- [Supplied records]
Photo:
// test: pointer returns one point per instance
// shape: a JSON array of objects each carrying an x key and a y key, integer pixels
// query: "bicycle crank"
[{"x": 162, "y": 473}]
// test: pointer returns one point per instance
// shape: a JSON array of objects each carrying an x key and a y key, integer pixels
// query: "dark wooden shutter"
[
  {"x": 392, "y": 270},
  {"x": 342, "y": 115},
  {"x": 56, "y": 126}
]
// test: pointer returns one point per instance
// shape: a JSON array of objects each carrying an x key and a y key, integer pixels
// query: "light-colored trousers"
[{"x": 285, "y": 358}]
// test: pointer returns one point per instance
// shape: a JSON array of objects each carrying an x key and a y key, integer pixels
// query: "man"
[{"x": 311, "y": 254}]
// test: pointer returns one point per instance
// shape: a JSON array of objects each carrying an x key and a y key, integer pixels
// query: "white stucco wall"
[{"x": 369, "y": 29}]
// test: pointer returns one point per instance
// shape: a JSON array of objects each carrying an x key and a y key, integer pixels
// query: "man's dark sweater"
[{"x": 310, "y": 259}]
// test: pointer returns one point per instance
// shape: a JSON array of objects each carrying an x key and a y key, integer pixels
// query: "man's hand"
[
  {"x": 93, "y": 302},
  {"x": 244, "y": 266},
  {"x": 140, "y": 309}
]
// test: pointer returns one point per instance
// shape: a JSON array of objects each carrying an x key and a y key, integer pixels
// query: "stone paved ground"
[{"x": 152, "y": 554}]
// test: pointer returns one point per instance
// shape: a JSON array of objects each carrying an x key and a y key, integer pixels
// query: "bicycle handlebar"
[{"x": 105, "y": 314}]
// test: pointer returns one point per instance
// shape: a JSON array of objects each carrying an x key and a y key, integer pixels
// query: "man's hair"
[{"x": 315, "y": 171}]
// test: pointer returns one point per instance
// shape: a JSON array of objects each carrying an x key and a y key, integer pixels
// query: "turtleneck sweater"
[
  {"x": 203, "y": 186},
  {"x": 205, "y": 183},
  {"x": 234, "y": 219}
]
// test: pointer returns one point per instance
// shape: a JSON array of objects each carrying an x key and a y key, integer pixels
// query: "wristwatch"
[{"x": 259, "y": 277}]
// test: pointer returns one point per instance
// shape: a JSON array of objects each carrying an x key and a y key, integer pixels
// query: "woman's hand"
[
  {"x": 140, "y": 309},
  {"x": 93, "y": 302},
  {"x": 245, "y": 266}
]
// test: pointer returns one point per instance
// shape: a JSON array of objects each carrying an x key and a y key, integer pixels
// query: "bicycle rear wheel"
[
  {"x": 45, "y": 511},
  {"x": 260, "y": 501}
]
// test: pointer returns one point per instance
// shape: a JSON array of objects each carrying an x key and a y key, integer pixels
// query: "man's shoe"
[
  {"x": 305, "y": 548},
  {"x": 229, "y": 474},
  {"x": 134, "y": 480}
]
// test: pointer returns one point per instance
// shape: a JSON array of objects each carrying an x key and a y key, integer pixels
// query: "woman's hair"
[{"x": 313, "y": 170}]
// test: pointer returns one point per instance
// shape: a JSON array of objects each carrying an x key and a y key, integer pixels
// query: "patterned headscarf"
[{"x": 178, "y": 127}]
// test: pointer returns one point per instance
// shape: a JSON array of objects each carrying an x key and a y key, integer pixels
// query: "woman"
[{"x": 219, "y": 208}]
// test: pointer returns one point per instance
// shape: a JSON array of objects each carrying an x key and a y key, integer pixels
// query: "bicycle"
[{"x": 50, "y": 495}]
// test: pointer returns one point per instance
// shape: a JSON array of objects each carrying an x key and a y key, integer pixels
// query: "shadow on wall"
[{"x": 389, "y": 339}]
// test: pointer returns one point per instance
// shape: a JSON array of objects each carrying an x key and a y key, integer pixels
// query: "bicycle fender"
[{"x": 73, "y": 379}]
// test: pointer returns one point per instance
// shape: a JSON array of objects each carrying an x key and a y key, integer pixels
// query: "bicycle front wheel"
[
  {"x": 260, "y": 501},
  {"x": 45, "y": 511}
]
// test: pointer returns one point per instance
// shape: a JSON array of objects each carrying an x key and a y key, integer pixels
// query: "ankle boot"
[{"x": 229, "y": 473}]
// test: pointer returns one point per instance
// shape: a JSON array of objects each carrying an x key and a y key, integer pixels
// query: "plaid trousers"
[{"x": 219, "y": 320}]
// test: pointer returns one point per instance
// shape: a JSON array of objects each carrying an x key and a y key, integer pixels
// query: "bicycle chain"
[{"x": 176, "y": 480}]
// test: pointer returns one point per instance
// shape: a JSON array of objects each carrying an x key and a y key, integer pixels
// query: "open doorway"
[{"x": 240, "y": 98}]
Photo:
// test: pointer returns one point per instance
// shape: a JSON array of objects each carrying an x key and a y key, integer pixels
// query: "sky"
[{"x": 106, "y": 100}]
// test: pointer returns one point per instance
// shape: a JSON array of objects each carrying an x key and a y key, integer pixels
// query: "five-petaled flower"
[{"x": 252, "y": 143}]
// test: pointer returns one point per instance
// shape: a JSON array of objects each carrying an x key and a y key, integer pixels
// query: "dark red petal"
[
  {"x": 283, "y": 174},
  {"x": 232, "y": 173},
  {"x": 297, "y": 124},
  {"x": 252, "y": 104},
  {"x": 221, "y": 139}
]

- [What the task requires]
Repeat the data in full. Nothing may be dropped or altered.

- [Written reply]
Photo:
// test: pointer returns one point per instance
// shape: a JSON array of objects each carrying an x key and a y key, integer pixels
// query: "bicycle crank"
[{"x": 162, "y": 473}]
// test: pointer returns one point per instance
// shape: a JSON array of objects each carrying an x key and a y key, integer pixels
// query: "dark wooden shutter"
[
  {"x": 392, "y": 270},
  {"x": 342, "y": 115},
  {"x": 56, "y": 126}
]
// test: pointer returns one point per instance
// shape: a JSON array of objects each carrying an x key and a y key, integer pixels
// query: "light-colored trousers"
[{"x": 285, "y": 358}]
// test: pointer returns one point per instance
// shape: a JSON array of objects each carrying an x key and a y key, integer pixels
// query: "man"
[{"x": 311, "y": 254}]
// test: pointer returns one point per instance
// shape: a JSON array of objects each carrying an x key and a y key, integer pixels
// query: "white stucco wall"
[{"x": 369, "y": 29}]
// test: pointer returns one point per instance
// shape: a JSON array of objects each carrying an x key and a y key, integer pixels
// query: "man's dark sweater"
[{"x": 310, "y": 259}]
// test: pointer returns one point per instance
// shape: a JSON array of objects each carrying an x key and a y key, integer pixels
// query: "man's hand"
[
  {"x": 93, "y": 302},
  {"x": 244, "y": 266},
  {"x": 140, "y": 309}
]
// test: pointer returns one point per instance
// shape: a JSON array of objects each carrying an x key and a y key, integer pixels
// query: "stone paved ground"
[{"x": 152, "y": 554}]
// test: pointer returns one point per instance
// shape: a JSON array of objects each carrying an x key and a y key, integer pixels
// query: "bicycle handlebar"
[{"x": 105, "y": 314}]
// test: pointer returns one point per instance
// shape: a JSON array of objects each carrying an x key and a y key, integer pixels
// query: "man's hair"
[{"x": 315, "y": 171}]
// test: pointer returns one point per instance
// shape: a JSON array of objects each carrying an x key and a y key, integer pixels
// query: "turtleneck sweater"
[
  {"x": 203, "y": 186},
  {"x": 205, "y": 183},
  {"x": 234, "y": 219}
]
// test: pointer returns one point per instance
// shape: a JSON array of objects each carrying an x key and a y key, integer pixels
// query: "wristwatch"
[{"x": 259, "y": 277}]
// test: pointer returns one point per instance
// shape: a JSON array of objects each carrying an x key and a y key, integer pixels
// query: "woman's hand"
[
  {"x": 140, "y": 309},
  {"x": 93, "y": 302},
  {"x": 245, "y": 266}
]
// test: pointer returns one point per instance
// shape: a JSON array of objects each carrying an x key and a y key, integer pixels
// query: "bicycle rear wheel"
[
  {"x": 45, "y": 511},
  {"x": 260, "y": 501}
]
// test: pointer returns one point per instance
// shape: a JSON array of objects each carrying an x key and a y key, integer pixels
// query: "man's shoe"
[
  {"x": 305, "y": 548},
  {"x": 229, "y": 474},
  {"x": 134, "y": 480}
]
// test: pointer returns one point per instance
// shape: a JSON array of objects each carrying an x key and a y key, integer pixels
// query: "woman's hair"
[{"x": 313, "y": 170}]
// test: pointer returns one point per instance
// shape: a JSON array of objects each carrying an x key and a y key, integer pixels
// query: "patterned headscarf"
[{"x": 178, "y": 127}]
// test: pointer returns one point per instance
// shape: a JSON array of objects each carrying an x key and a y key, integer pixels
// query: "woman"
[{"x": 219, "y": 208}]
// test: pointer returns one point per instance
// shape: a JSON array of objects each carrying an x key and a y key, integer pixels
// query: "bicycle"
[{"x": 50, "y": 495}]
// test: pointer returns one point per instance
// shape: a JSON array of objects each carrying an x key and a y key, integer pixels
// query: "shadow on wall"
[{"x": 389, "y": 339}]
// test: pointer returns one point per instance
// shape: a JSON array of objects each carrying an x key and a y key, integer pixels
// query: "bicycle fender"
[{"x": 73, "y": 379}]
// test: pointer returns one point per instance
// shape: a JSON array of objects each carrying an x key and a y key, integer pixels
// query: "bicycle front wheel"
[
  {"x": 260, "y": 501},
  {"x": 45, "y": 511}
]
// test: pointer returns one point per instance
// shape: a JSON array of objects each carrying an x key and a y key, integer pixels
// query: "ankle boot"
[{"x": 229, "y": 473}]
// test: pointer returns one point per instance
// shape: a JSON array of objects each carrying an x key and a y key, integer pixels
// query: "plaid trousers"
[{"x": 219, "y": 320}]
// test: pointer returns one point per instance
// shape: a JSON array of objects each carrying an x key and a y key, integer pixels
// query: "bicycle chain"
[{"x": 176, "y": 480}]
// test: pointer returns one point per instance
// shape: a JSON array of objects each carrying an x key and a y key, integer pixels
// query: "open doorway"
[{"x": 240, "y": 98}]
Photo:
// test: pointer returns one point per instance
// shape: a JSON array of objects each carrying an x key and a y key, integer pixels
// query: "sky"
[{"x": 106, "y": 100}]
// test: pointer returns one point per instance
// shape: a JSON array of objects each carrying an x key and a y key, integer pixels
// query: "five-petaled flower"
[{"x": 252, "y": 143}]
// test: pointer returns one point per instance
// shape: a JSON array of objects each carrying an x key and a y key, integer pixels
// query: "dark red petal"
[
  {"x": 283, "y": 174},
  {"x": 232, "y": 173},
  {"x": 297, "y": 124},
  {"x": 252, "y": 104},
  {"x": 221, "y": 139}
]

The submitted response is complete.